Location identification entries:
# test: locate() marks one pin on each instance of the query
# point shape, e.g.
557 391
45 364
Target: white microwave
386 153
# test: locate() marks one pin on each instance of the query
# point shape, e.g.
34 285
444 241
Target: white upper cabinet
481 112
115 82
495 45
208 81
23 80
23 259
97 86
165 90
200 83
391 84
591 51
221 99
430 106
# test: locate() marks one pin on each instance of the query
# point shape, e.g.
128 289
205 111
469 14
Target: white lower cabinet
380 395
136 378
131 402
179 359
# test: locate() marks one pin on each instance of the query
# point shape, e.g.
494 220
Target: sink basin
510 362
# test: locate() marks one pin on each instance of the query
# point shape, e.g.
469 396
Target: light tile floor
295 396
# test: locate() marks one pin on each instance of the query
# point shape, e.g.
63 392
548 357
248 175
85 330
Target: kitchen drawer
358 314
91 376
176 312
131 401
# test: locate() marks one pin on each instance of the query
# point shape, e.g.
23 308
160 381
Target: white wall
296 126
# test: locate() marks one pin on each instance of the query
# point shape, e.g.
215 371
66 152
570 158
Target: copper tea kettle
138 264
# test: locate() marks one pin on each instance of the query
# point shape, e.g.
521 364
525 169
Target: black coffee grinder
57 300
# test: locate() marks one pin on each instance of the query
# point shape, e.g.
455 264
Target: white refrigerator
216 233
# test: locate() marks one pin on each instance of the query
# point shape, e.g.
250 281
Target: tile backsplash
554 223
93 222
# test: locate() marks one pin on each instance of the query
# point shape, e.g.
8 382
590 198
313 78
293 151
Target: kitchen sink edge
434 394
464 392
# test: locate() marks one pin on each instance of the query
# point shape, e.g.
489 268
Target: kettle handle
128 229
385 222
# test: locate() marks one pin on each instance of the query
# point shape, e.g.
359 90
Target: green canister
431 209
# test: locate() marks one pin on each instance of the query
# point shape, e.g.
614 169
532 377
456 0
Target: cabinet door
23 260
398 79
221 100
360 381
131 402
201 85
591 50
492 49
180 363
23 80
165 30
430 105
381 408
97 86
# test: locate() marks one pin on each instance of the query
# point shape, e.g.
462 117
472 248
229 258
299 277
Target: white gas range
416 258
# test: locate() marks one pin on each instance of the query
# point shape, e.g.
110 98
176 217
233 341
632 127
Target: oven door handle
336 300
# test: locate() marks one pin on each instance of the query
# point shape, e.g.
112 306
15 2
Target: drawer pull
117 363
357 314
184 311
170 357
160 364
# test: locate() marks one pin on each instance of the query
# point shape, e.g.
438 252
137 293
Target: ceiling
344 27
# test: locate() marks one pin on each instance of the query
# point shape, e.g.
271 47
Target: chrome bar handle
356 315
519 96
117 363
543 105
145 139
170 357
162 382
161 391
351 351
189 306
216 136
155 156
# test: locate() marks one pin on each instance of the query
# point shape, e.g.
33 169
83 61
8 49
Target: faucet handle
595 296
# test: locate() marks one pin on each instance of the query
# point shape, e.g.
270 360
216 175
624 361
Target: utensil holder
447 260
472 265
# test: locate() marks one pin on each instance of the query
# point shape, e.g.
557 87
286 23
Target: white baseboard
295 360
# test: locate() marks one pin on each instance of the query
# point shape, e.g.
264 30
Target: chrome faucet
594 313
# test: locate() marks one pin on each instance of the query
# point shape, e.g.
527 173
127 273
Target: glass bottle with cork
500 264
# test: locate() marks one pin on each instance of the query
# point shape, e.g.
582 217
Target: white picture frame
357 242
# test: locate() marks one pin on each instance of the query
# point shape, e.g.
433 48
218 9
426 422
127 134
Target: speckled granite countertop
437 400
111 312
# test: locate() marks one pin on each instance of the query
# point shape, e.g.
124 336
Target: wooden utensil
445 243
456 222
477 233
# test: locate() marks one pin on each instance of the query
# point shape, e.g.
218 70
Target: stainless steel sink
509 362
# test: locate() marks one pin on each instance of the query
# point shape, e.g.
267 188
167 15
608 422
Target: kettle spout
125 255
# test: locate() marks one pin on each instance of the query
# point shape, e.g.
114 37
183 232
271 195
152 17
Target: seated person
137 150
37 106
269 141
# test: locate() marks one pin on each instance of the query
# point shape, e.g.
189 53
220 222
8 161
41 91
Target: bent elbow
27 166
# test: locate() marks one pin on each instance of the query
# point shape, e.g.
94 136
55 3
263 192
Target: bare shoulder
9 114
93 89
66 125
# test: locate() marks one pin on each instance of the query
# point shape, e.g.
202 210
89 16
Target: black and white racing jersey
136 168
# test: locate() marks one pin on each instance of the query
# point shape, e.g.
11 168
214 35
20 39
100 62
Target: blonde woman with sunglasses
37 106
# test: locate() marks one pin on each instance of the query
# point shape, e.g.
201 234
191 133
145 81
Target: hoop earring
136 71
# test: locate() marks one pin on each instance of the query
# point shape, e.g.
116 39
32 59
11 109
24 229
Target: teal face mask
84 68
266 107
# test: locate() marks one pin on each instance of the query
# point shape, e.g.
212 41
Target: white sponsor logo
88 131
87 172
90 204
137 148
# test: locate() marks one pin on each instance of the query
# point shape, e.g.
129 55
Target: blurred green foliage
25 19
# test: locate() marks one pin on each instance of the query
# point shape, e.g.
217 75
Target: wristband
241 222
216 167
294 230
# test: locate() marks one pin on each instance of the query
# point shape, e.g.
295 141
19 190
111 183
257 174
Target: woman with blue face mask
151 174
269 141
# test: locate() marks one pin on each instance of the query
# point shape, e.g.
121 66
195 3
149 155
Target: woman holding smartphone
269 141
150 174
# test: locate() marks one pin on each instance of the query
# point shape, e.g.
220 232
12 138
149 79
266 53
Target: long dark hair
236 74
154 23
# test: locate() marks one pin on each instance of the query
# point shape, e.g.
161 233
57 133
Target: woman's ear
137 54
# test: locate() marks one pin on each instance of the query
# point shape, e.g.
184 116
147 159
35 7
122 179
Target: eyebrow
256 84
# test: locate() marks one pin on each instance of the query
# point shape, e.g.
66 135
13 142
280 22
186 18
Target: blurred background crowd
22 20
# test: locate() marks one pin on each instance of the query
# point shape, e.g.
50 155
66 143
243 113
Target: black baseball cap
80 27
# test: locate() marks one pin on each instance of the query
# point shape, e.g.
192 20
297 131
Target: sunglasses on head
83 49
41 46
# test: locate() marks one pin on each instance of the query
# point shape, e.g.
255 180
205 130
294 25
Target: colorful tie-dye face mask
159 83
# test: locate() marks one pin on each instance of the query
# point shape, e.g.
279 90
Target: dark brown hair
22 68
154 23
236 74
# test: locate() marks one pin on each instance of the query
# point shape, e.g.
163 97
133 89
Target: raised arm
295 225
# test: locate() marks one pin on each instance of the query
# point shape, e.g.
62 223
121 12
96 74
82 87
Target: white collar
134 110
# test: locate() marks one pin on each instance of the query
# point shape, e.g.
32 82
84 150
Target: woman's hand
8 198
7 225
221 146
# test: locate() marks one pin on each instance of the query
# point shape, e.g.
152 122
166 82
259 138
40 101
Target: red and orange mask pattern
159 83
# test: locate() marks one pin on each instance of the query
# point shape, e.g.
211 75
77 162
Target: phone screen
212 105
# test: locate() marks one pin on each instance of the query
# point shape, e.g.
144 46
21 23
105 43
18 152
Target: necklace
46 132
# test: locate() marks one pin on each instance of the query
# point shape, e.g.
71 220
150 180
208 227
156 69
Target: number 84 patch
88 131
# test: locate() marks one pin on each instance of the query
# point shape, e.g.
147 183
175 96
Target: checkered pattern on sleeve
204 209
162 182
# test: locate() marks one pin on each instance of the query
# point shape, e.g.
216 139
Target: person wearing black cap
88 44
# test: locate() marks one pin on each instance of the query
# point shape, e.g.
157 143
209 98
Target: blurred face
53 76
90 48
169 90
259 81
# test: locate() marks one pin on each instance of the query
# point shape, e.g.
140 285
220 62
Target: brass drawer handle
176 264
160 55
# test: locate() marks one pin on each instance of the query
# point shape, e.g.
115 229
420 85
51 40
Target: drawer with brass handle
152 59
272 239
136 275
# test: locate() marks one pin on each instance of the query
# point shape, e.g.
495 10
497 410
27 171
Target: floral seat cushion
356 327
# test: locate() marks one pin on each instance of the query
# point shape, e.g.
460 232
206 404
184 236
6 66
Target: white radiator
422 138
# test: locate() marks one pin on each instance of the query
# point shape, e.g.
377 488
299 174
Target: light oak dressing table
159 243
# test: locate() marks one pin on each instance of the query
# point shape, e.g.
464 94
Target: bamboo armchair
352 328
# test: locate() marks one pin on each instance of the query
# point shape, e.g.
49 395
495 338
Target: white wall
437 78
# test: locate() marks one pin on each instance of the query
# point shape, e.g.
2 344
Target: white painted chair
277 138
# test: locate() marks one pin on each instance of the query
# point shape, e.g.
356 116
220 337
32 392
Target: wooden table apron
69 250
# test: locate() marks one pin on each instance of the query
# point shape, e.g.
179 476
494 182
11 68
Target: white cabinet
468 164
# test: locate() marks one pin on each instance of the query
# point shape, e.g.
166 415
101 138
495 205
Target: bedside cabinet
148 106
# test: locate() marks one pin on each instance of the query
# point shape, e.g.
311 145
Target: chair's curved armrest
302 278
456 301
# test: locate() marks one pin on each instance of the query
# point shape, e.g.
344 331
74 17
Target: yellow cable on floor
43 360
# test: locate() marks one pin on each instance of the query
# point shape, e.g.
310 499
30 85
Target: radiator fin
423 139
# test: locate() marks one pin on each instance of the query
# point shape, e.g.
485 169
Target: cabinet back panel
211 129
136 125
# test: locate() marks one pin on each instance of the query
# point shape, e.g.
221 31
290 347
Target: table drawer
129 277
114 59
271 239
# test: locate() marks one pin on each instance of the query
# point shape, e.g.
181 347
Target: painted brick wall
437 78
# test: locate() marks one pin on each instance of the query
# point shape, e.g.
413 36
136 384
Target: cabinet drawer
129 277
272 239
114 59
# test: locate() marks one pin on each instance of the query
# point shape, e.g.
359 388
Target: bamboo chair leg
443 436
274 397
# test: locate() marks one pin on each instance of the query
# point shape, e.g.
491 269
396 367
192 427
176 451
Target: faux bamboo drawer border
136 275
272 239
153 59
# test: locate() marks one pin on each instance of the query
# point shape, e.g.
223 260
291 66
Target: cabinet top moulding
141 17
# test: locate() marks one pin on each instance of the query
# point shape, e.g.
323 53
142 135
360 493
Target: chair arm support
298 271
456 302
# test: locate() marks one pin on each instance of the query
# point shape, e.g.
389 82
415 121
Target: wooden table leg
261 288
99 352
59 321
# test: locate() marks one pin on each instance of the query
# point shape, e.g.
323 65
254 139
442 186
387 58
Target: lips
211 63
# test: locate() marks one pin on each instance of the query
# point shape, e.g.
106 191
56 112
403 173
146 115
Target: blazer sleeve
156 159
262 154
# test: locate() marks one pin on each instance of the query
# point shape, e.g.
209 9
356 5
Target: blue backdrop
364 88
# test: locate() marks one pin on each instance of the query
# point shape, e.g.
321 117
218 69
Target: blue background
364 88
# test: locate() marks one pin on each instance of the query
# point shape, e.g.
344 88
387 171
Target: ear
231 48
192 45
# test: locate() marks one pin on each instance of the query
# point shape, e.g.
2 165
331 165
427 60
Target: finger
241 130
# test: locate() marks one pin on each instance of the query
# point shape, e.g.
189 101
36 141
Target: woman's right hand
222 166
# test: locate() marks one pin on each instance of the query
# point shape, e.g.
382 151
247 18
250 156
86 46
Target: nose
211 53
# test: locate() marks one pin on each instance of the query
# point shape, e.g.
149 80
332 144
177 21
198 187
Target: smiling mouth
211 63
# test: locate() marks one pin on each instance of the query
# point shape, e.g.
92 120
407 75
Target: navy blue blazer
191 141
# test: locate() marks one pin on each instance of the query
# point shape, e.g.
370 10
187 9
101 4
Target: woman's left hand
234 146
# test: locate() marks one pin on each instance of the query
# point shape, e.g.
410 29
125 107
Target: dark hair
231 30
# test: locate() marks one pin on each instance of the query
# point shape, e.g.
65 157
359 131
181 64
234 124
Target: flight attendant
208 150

▶ _Exercise description_: How many lines of the records above contain the string "cabinet"? Reply with the number alone.

▶ _Full answer_: 8